Below is a set of records. Repeat all of them exactly.
--- Begin ---
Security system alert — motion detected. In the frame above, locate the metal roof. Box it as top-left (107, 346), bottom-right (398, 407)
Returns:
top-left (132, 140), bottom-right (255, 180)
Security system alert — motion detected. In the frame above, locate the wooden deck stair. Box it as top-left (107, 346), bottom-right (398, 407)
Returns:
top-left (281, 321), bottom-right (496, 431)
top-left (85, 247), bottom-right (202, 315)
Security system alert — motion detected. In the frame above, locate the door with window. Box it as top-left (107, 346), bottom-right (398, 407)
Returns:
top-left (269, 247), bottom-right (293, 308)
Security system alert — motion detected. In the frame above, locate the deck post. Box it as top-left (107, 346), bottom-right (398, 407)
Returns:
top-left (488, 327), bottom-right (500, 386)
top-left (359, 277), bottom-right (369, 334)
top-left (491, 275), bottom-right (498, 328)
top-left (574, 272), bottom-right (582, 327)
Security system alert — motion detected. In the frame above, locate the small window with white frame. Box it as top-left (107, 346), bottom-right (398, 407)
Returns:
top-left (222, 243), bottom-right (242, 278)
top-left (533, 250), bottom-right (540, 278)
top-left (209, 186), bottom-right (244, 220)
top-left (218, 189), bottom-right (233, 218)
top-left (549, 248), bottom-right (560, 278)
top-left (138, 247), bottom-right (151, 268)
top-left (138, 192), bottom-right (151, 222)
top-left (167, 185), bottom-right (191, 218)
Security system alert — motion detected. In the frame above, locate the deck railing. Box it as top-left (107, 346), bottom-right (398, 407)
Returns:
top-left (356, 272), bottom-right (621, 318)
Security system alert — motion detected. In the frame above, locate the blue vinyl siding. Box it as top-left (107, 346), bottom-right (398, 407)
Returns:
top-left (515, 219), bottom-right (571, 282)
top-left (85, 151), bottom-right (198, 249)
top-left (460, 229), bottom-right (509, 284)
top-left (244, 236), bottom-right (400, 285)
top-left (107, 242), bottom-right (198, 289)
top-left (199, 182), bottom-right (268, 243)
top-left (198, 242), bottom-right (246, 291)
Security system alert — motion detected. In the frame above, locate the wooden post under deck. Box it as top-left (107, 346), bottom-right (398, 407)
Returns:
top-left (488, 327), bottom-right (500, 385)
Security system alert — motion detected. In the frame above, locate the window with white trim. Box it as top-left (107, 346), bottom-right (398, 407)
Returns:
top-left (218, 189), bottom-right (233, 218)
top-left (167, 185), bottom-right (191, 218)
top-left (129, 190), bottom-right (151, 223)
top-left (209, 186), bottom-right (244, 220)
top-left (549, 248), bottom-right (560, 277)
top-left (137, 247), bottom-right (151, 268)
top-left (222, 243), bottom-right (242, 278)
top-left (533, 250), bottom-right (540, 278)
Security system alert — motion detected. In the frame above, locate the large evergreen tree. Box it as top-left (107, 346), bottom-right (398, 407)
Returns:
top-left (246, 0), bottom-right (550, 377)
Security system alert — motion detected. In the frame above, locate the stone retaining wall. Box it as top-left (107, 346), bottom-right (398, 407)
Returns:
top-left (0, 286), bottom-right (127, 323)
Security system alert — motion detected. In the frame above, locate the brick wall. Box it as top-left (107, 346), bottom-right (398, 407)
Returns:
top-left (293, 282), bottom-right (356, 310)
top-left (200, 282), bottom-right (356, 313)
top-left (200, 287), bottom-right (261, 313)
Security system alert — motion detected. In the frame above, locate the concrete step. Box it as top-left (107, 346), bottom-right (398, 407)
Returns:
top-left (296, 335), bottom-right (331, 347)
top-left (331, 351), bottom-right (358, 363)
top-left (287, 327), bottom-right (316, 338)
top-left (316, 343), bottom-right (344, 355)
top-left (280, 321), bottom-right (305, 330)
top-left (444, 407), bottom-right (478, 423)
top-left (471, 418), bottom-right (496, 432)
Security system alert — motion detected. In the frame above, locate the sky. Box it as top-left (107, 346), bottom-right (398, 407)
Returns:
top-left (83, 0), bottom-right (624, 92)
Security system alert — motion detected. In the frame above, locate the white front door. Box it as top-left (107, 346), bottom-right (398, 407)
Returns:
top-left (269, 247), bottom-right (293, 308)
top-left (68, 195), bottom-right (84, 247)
--- End ---
* [Finished answer]:
Security system alert — motion detected. In the frame above, locate the metal roof. Box it as top-left (107, 346), bottom-right (398, 407)
Returns:
top-left (132, 140), bottom-right (255, 180)
Security system alert — motion detected. In the frame above, locate the wooden deck stair. Box it as top-left (107, 346), bottom-right (398, 407)
Returns:
top-left (281, 321), bottom-right (496, 431)
top-left (85, 247), bottom-right (202, 315)
Security system alert — motion detected. In the frame above, locate the door with window. Box it as top-left (107, 346), bottom-right (398, 407)
Returns:
top-left (269, 247), bottom-right (293, 308)
Security system alert — motion detected. In the frame above, locate the deck post. Box it as top-left (107, 346), bottom-right (398, 407)
Returns:
top-left (488, 327), bottom-right (500, 386)
top-left (359, 277), bottom-right (369, 334)
top-left (491, 275), bottom-right (498, 328)
top-left (574, 272), bottom-right (582, 327)
Security system alert — motion detected. In the frame above, locate the small window with white frame. Box it as top-left (107, 346), bottom-right (398, 407)
Returns:
top-left (222, 243), bottom-right (242, 278)
top-left (533, 250), bottom-right (540, 278)
top-left (209, 186), bottom-right (244, 220)
top-left (218, 189), bottom-right (233, 218)
top-left (549, 248), bottom-right (560, 278)
top-left (138, 247), bottom-right (151, 268)
top-left (138, 192), bottom-right (151, 222)
top-left (167, 185), bottom-right (191, 218)
Security system alert — motion detected. In the frame above, locate the deck railing. Box it as top-left (107, 346), bottom-right (398, 407)
Returns:
top-left (356, 272), bottom-right (621, 318)
Security system alert — motion detected. In the frame above, locate the blue vinyl siding. Box it as top-left (107, 346), bottom-right (398, 407)
Returns:
top-left (515, 219), bottom-right (571, 282)
top-left (85, 151), bottom-right (198, 249)
top-left (460, 229), bottom-right (509, 284)
top-left (244, 236), bottom-right (400, 285)
top-left (107, 242), bottom-right (198, 289)
top-left (199, 182), bottom-right (268, 243)
top-left (198, 242), bottom-right (246, 291)
Security system alert — motion detected. In the frame above, locate the wooden post under deck. Box it as top-left (107, 346), bottom-right (398, 407)
Returns:
top-left (488, 327), bottom-right (500, 385)
Security system alert — motion detected. In the frame above, locate the window with white trim. Box it as top-left (107, 346), bottom-right (398, 407)
Returns:
top-left (218, 189), bottom-right (233, 218)
top-left (167, 185), bottom-right (191, 218)
top-left (129, 190), bottom-right (151, 223)
top-left (209, 186), bottom-right (244, 220)
top-left (549, 248), bottom-right (560, 277)
top-left (137, 247), bottom-right (151, 268)
top-left (222, 243), bottom-right (242, 278)
top-left (533, 250), bottom-right (540, 278)
Security system alert — motion detected. In the frame above, locate the large evergreen tree. Box it as top-left (107, 346), bottom-right (398, 407)
Returns:
top-left (246, 0), bottom-right (550, 377)
Security system alert — motion detected. In the frame above, locate the stone retaining wall. Box it as top-left (107, 346), bottom-right (398, 407)
Returns:
top-left (0, 286), bottom-right (127, 323)
Security system alert — motion detected. In the frame above, locate the brick wall. Box it as top-left (107, 346), bottom-right (398, 407)
Returns:
top-left (293, 282), bottom-right (356, 310)
top-left (200, 282), bottom-right (356, 313)
top-left (200, 287), bottom-right (261, 313)
Security system alert — motion detected. In the frame above, locate the concrete step. Box it as top-left (107, 346), bottom-right (398, 407)
Returns:
top-left (296, 335), bottom-right (331, 347)
top-left (331, 351), bottom-right (358, 363)
top-left (287, 327), bottom-right (316, 338)
top-left (316, 343), bottom-right (344, 355)
top-left (280, 321), bottom-right (305, 330)
top-left (444, 407), bottom-right (478, 423)
top-left (471, 418), bottom-right (496, 432)
Security system alert — motion detected. In the frame above, locate the sky. Box it as top-left (107, 346), bottom-right (398, 407)
Returns:
top-left (83, 0), bottom-right (624, 92)
Security system alert — motion detected. In the frame above, locate the white front door. Box it as top-left (107, 346), bottom-right (398, 407)
Returns:
top-left (269, 247), bottom-right (293, 308)
top-left (68, 195), bottom-right (84, 247)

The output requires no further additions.